==== TEXT EXCERPT ====

The mental health profession has been less than supportive in uncovering the incidence of child sexual abuse in our society. When Freud presented a famous paper on the etiology of hysteria that related child sexual abuse to the origin of neurosis, he was not prepared for the disbelief and professional scepticism he would encounter in response to the implication that incest and child abuse was not an uncommon event (Masson, 1984). Freud ultimately retracted his statement, replacing it with the theory of the Oedipal complex. The Oedipal theory explained away disclosures of child abuse as the fantasy longings of female children for their fathers, and denied that the abuse had ever occurred (Masson, 1984). This theory became the foundation of Freud's conceptualization of neurosis, and has been subsequently used for generations of psychiatrists to deny and disbelieve the stories of child sexual abuse reported to them by their clients (Rivera, 1988). The widespread abuses of women and children, in those cases where the proof was indisputable, were viewed as the isolated, individual acts of deviant men (Finkelhor, 1986; Russell, 1986).

==== PROVIDED MATERIAL ====

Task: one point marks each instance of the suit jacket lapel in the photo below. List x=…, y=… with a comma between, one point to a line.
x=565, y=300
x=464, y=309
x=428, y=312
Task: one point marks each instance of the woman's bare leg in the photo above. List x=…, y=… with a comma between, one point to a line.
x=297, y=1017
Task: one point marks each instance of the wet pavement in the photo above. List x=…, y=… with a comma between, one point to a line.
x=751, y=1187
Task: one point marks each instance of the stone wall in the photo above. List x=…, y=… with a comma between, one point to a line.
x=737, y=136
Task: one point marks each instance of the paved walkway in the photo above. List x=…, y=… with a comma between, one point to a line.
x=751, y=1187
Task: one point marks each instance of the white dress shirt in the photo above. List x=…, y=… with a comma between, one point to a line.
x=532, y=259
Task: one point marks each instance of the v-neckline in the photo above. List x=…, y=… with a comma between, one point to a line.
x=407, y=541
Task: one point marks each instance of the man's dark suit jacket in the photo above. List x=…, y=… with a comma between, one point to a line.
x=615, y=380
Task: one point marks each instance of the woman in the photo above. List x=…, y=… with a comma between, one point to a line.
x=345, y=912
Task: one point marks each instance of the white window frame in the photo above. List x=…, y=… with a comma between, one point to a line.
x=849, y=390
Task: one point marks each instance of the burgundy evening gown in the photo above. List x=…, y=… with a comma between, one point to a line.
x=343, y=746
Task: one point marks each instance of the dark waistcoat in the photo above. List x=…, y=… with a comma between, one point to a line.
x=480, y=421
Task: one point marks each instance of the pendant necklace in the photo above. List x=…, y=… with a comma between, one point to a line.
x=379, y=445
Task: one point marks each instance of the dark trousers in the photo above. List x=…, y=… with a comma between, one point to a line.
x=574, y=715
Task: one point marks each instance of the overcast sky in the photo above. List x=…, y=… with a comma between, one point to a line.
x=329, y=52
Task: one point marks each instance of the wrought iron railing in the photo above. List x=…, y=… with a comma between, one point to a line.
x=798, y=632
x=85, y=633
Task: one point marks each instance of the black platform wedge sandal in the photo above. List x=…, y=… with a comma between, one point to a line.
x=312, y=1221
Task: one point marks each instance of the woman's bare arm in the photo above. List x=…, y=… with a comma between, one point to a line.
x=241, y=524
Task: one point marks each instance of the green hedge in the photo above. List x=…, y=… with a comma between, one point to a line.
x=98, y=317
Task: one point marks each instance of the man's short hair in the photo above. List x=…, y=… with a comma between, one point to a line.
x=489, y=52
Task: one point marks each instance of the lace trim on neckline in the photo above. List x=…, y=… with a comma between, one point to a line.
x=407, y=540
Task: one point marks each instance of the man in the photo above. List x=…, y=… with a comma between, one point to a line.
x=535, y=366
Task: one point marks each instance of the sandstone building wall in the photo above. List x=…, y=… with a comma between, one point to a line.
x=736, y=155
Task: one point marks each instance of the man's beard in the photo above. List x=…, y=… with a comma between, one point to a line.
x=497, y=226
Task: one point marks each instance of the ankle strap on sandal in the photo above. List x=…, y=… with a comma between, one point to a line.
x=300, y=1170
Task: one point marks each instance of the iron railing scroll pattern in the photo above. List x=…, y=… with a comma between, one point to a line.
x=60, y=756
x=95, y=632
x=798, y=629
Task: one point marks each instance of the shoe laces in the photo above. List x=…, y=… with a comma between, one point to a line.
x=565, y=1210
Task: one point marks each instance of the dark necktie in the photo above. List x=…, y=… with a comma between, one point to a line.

====

USING THE INFORMATION>
A. In the passage on the mental health profession and child sexual abuse, what theory did Freud put in place of his retracted statement?
B. Continue the passage on the mental health profession and child sexual abuse from the point where it stops.

ANSWERS FOR EACH ITEM>
A. The theory of the Oedipal complex.

B.
The mental health profession reinforced this view. Psychology textbooks cited estimates of incest as occurring in one case per million (Freedman, Kaplan & Sadock, 1975). Later approaches to child abuse also took a "family" oriented perspective to incest; specifically, blaming the mother for her inadequate parenting. Levine (1989) quotes from an article in the Ottawa Citizen in 1978 that states "A local psychiatrist ... believes incest should be seen for what it is - quite literally a family affair. There are always at least three people involved, the mother, the father and the daughter ... usually it is done without violence" (p. 254). This commonly held attitude among mental health professionals reflects the attitude that incest itself is not an act of violence, and either the mother is to blame for not complying with the sexual demands of her husband, or the daughter is to blame for being seductive (Levine, 1989). The violent actions of male perpetrators are often shunted to the sidelines. Outright disbelief of disclosures of child abuse is also common (Goodwin, 1985a).

Interventions by the mental health profession can reflect these victim-blaming attitudes. Even well-meaning interventions into abusive situations can be traumatic to the child because social agencies are established to protect, not empower children. For example Levine (1989) cites a case where in 1980 a girl who was sexually abused by her father was put into a foster home by child welfare workers to study her "sexually provocative" behaviour. Even in cases where the abuser is identified as a threat to the child, the removal of the father often results in a severe drop in the standard of living for the now single-parent family (Ward, 1984).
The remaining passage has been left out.